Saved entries
────
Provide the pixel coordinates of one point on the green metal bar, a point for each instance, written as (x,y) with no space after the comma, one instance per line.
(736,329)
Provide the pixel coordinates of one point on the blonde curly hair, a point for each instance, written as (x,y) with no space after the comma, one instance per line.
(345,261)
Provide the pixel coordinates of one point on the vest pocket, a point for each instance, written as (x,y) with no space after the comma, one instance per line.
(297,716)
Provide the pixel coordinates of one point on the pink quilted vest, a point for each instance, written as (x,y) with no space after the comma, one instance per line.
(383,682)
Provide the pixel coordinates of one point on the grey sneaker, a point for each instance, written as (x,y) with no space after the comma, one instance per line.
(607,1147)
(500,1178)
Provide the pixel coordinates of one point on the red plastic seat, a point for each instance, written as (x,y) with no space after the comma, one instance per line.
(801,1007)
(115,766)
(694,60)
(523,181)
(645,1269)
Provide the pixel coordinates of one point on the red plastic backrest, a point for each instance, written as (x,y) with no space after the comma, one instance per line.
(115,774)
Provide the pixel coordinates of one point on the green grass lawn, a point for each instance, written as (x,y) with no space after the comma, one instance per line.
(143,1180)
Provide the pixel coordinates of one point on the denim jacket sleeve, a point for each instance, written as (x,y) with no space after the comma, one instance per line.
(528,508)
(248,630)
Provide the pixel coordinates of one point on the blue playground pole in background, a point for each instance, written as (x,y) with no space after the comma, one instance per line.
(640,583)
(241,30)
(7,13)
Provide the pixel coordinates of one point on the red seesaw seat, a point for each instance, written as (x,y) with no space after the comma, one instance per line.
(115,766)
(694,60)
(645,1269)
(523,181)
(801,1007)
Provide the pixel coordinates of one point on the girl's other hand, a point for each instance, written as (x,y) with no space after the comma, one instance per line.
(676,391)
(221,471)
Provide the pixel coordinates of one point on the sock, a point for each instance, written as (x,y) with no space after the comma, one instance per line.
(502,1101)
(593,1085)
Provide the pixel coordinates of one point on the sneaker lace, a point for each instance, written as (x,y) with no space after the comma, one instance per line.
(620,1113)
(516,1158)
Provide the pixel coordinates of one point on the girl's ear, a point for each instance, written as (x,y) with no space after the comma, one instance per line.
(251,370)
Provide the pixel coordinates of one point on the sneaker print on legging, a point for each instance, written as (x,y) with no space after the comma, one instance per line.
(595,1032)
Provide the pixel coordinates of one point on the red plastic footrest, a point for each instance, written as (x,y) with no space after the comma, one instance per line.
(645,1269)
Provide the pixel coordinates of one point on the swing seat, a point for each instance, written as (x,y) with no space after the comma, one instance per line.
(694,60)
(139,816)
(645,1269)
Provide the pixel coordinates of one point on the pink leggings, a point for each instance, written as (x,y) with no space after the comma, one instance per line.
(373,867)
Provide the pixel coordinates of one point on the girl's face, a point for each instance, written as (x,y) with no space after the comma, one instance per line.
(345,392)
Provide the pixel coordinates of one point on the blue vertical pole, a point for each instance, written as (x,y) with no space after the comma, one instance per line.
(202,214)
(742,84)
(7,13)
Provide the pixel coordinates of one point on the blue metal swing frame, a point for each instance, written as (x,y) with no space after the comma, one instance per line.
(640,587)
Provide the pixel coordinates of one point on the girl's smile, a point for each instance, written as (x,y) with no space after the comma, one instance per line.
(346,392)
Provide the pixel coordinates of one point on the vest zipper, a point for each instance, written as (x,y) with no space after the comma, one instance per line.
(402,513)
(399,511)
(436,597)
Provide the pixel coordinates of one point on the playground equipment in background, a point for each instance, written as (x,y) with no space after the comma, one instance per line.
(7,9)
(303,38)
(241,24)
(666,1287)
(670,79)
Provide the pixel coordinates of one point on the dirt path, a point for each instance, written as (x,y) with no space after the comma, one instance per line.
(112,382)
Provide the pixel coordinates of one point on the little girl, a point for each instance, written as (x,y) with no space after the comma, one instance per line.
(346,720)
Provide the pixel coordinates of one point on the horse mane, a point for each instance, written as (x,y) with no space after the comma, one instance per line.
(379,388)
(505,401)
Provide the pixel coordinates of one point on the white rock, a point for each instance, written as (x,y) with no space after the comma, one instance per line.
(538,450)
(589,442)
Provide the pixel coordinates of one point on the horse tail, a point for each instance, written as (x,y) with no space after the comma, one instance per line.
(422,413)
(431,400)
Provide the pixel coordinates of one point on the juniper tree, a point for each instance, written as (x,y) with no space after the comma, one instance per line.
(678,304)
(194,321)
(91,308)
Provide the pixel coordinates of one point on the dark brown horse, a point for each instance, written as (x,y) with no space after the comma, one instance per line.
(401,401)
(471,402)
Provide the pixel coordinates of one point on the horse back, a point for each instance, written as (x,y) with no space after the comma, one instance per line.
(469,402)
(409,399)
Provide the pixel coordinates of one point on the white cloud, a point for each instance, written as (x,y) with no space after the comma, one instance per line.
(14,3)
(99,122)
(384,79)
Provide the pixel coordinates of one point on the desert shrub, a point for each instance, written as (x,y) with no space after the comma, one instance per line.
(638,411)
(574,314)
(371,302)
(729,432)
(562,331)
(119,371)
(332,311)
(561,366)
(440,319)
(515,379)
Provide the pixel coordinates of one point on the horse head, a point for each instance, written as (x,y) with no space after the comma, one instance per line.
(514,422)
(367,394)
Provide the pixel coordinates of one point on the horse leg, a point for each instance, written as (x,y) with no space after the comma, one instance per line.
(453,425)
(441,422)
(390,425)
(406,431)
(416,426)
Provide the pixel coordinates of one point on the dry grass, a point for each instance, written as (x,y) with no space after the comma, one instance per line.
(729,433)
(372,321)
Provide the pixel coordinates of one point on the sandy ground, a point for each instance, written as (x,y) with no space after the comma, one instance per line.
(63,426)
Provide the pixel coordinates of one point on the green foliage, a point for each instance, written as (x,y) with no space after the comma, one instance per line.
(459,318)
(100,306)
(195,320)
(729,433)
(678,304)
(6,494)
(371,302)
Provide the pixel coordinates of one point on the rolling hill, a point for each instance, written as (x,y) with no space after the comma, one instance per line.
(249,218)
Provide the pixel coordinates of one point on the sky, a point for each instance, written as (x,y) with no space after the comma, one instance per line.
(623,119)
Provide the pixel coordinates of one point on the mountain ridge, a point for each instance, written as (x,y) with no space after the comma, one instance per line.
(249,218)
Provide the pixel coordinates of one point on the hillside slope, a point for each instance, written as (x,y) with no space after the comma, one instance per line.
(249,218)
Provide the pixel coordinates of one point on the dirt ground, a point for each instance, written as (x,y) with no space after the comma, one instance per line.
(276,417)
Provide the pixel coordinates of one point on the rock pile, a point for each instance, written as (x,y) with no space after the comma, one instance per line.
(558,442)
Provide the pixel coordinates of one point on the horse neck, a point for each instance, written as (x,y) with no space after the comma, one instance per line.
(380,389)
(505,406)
────
After reading the data above, print it all again exactly.

Provide the pixel coordinates of one point on the green metal bar, a point for each instance, written as (x,y) with no space after the comma, one instance per line.
(736,329)
Provide the pixel coordinates of one point on the blonde curly hair, a point for each instance, written as (x,y) with no space after the comma, one instance per line.
(345,261)
Provide the pixel coordinates of one point on the vest pocket, a point for each instance, written as (x,y) with no space after the comma, one instance per line.
(297,716)
Provide the pixel coordinates of one point on the pink quilted vest, a point for each instance, written as (x,y) with no space after the comma, one instance per line.
(383,682)
Provide the pixel coordinates of one point on the grey sneaker, a point for each instance, written as (x,y) with no space after the comma, one instance per line.
(607,1147)
(500,1178)
Provide the pixel coordinates of one point on the red plastic seat, a point for each instance, written as (x,y) with no space after the comma, one instance per line.
(801,1007)
(115,766)
(694,60)
(523,181)
(645,1269)
Provide the pixel coordinates of one point on the red plastic backrest, a point for each instance, written as (x,y) with no space after the comma, one instance per line.
(115,774)
Provide the pixel coordinates of one point on the green grass lawn, a point for each instance, written as (x,y) with no space after the comma, one instance per line.
(143,1180)
Provide the pixel coordinates of one point on the denim jacket sleeve, a point for each instance, written as (x,y) with no space after the comma, one instance per line.
(528,508)
(248,630)
Provide the pixel coordinates of one point on the blue playground pole in background, a point for each instance, written as (x,y) with no space after the comma, one instance per line.
(640,583)
(241,30)
(7,13)
Provide the pixel coordinates of one point on the red seesaw seat, a point for each instance, written as (x,y) with no space after the comma, one instance per line.
(115,766)
(694,60)
(645,1269)
(523,181)
(801,1007)
Provide the pixel coordinates of one point on the girl's other hand, a point for each instance, written as (x,y) with no space after the comma, one instance per line.
(676,391)
(221,471)
Provide the pixel coordinates of one point on the sock, a point for each instance, written as (x,y) with no space after the comma, one instance per line.
(502,1101)
(593,1085)
Provide the pixel coordinates of one point on the sneaker lace, a point for each instance, written as (x,y) with no space after the comma, one instance per line.
(620,1113)
(516,1158)
Provide the pixel coordinates of one point on the girl's ear, a point for each instance, written as (x,y) with no space after the comma, one instance per line.
(251,370)
Provide the pixel coordinates of one point on the sneaker print on legging, a point for each instance, written as (x,y) with no space after the comma, one instance per line.
(595,1032)
Provide the pixel coordinates of one point on the red plastic footrest, a point for each instance, written as (x,y) with no space after the comma, one instance per line.
(645,1269)
Provide the pixel coordinates of one point on the swing seat, a point for each instance, written as (x,y) with no space after the comma, one instance per line.
(694,60)
(139,816)
(645,1269)
Provide the pixel coordinates of one point on the pink leggings, a point for each instance, written as (x,y) with no space after the comma, one instance per line.
(373,867)
Provide the pixel coordinates of one point on the girl's face, a point for each instance, written as (x,y) with no space after the comma, one instance per line.
(345,392)
Provide the pixel coordinates of one point on the blue vertical pole, a point for each instance, written as (x,y) with no space after the comma, one instance per line.
(202,214)
(742,84)
(7,13)
Provide the pixel coordinates of one point on the blue metal swing frame, a point for each instance, written as (x,y) with no space after the comma, one instance per line.
(640,587)
Provide the pixel coordinates of one point on the girl's smile, a point for each instance, written as (x,y) with no space after the comma, one instance per line.
(346,392)
Provide the pixel coordinates of one point on the vest zipper, a point for each instance, written as (x,y) with no space after the comma, one instance per line.
(402,513)
(399,511)
(436,597)
Provide the pixel coordinates of one point on the playground equipment in background, a point for each instance, written as (x,y) with no space after the comma, one instance per line.
(7,9)
(303,38)
(241,24)
(666,1287)
(670,79)
Provide the pixel coordinates of one point on the dirt path, a point for each instance, written as (x,y) with no space after the comma, one instance per line.
(112,382)
Provide the pixel coordinates of one point on the little girl, a point for each instance, written as (x,y) with no space after the comma, one instance per line.
(346,720)
Provide the pixel coordinates of one point on the horse mane, a point for each instance, written as (x,y) with no space after the comma, one instance per line.
(379,388)
(505,401)
Provide the pixel coordinates of one point on the white rock, a point for each instance, written as (x,y) with no space after the comma, one instance per line.
(538,450)
(589,442)
Provide the pixel coordinates of one point on the horse tail, a point for each instance, written as (x,y) with no space after the comma, one instance per line.
(422,413)
(431,400)
Provide the pixel coordinates of one point on the juniper tree, a point for each instance, written as (x,y) with no space after the comma, one instance per line.
(678,304)
(194,321)
(91,308)
Provide the pixel coordinates of one point on the dark brown horse, a point for each instance, written as (x,y) with no space after the comma, one instance per line.
(401,401)
(471,402)
Provide the pixel coordinates of one point on the horse back, a point for each instance, written as (x,y) with no space after the comma, one instance per line.
(469,402)
(409,399)
Provide the pixel coordinates of one point on the white cloud, a point for each instance, written as (x,y) with no space after the comma, one instance per line.
(14,3)
(99,122)
(384,79)
Provide the pixel coordinates of one point on the desert shrub, a point for each instance, written as (x,y) with no space after the comma, one instance per line.
(638,411)
(574,314)
(371,302)
(729,432)
(562,331)
(119,371)
(332,311)
(561,366)
(440,319)
(515,379)
Provide the pixel coordinates of one point on the horse head, a point for each instance, written as (x,y) with no space after the comma, one instance per line.
(514,422)
(367,394)
Provide the pixel coordinates of one point on the horse leg, a point for each instance, written as (x,y) with no space after the comma, one instance per line.
(453,425)
(441,422)
(390,425)
(406,431)
(416,426)
Provide the pixel coordinates of one point on the dry grass, a point for each instance, written as (x,y) with no space after the comma, one instance per line.
(729,433)
(372,321)
Provide the pixel coordinates of one point on the sandy ground, a point for each instance, written as (x,y) with no space after the comma, one instance per line.
(63,426)
Provide the pixel coordinates of one point on the green foliage, a point for each instance, written as (x,y) with no space after the comma, one instance per line.
(459,318)
(100,306)
(195,320)
(729,433)
(678,304)
(6,494)
(371,302)
Provide the pixel coordinates of one point on the rolling hill, a point for each instance, written as (x,y) with no space after the comma, one instance per line.
(249,218)
Provide the pixel coordinates of one point on the sky, a point for each instance, written as (x,y) with no space after the comma, one instance per line.
(623,119)
Provide the pixel coordinates of one point on the mountain ridge, a point for each instance, written as (x,y) with no space after the comma, one instance per line.
(249,218)
Provide the pixel coordinates of one point on the hillside slope, a point for each instance, written as (x,y) with no space after the comma, one instance per line.
(249,218)
Provide the pixel coordinates of one point on the dirt ground, a point for each instance, written as (x,y) with no space after the comma, one instance per line.
(276,417)
Provide the pixel coordinates of one point on the rock pile, a point for each instance, written as (x,y) with no space after the comma, one instance per line.
(558,442)
Provide the pixel coordinates of one point on the horse neck, a point for each instance, written as (x,y) with no space after the comma, one instance per line.
(380,389)
(505,406)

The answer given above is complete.